- [本文の抜粋]:
**********
ノーベル賞受賞者の Ferid Murad 博士がiCeMSを訪問

2010年6月15日


iCeMS教員らと意見交換をする Murad 博士

 国際会議に参加するため京都に来ていた Ferid Murad 博士が14日、京都大学物質-細胞統合システム拠点(iCeMS=アイセムス)を表敬訪問し、iCeMSの研究活動や学際融合研究の取り組みについてiCeMS教員らと会談しました。Murad 博士は循環器系における情報伝達物質としての一酸化窒素を発見した功績により、1998年にノーベル生理学・医学賞を受賞しています。

 同大学薬学研究科の赤池昭紀教授が Murad 博士に同行し、iCeMSの中辻憲夫拠点長、橋田充教授、上杉志成教授、富田眞治事務部門長を訪れました。

 中辻拠点長によるiCeMSの概要説明の後、メゾ空間※の制御や世界トップレベル研究拠点(WPI)プログラム、iCeMS京都フェロー(若手の主任研究者)ポストの創設等、幅広い話題について意見交換をしました。Murad 博士は、iCeMSが積極的に整備している共用実験室やオープンオフィスについて、多様な分野の研究者が交わって新たなアイデアを生むのに向いていると賛同しました。次第に議論の内容はより科学的なものになり、Murad 博士はがん疾患モデルの作成等、自身の研究における胚性幹(ES)細胞の有用性について説明しました。

 意見交換の後、中辻拠点長はiCeMS本館内を案内し、共用実験室やオープンオフィス、交流スペース等を紹介しました。
**********
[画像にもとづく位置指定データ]
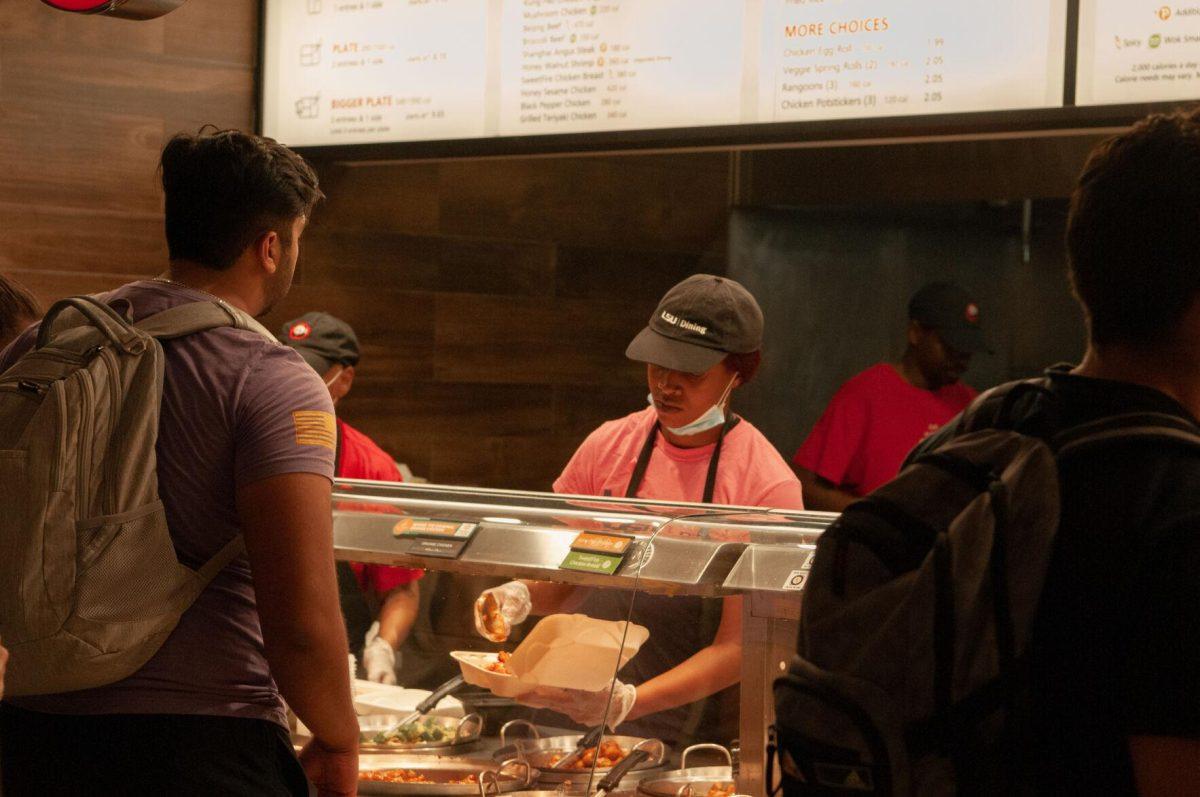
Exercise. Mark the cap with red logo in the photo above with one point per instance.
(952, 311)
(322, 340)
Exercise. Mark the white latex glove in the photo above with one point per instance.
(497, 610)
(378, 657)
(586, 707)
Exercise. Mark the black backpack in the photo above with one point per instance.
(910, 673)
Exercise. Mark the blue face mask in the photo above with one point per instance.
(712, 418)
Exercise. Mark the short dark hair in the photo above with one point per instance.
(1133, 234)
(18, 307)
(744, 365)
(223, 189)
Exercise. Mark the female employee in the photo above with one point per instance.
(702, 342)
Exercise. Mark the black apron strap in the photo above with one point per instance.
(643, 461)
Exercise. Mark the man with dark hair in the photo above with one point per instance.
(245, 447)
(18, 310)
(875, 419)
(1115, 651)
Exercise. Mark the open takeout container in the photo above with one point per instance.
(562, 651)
**********
- [理解度チェック]:
**a)** Murad 博士のiCeMS訪問の記事によると、博士が1998年にノーベル生理学・医学賞を受けたのは何を発見した功績によるものですか。
**b)** Murad 博士のiCeMS訪問の記事を、最後の文のあとから書き継いでください。

- [各問の答え]:
**a)** 循環器系における情報伝達物質としての一酸化窒素を発見した功績です。

**b)**
 Murad 博士はiCeMSのメゾバイオ1分子イメジングセンター(CeMI)も訪問し、楠見明弘教授(CeMIセンター長)らとの意見交換を楽しみました。


Murad 博士らにiCeMS本館内を案内する中辻拠点長(左)と上杉教授(中央)
 

Murad 博士らと細胞膜におけるシグナル伝達分子の一分子観察について議論をする
大学院生の廣澤幸一朗さん(右)と楠見教授(中央)

 

※メゾ空間:
 これまで広く研究対象とされてきた「ナノ空間(数nm以下の原子と分子の世界)」と「バルク空間(1μm程度以上の日常経験の世界)」の中間に位置する空間。iCeMSでは細胞のメゾ制御機構を解明すると同時に、人工のメゾ空間を作って原子・分子集団を機能性構造体として操作する事を目指しています。更に、これらの構造体を自由自在にデザイン・合成して活用する事で、幹細胞システムを制御する画期的な新技術を開拓します。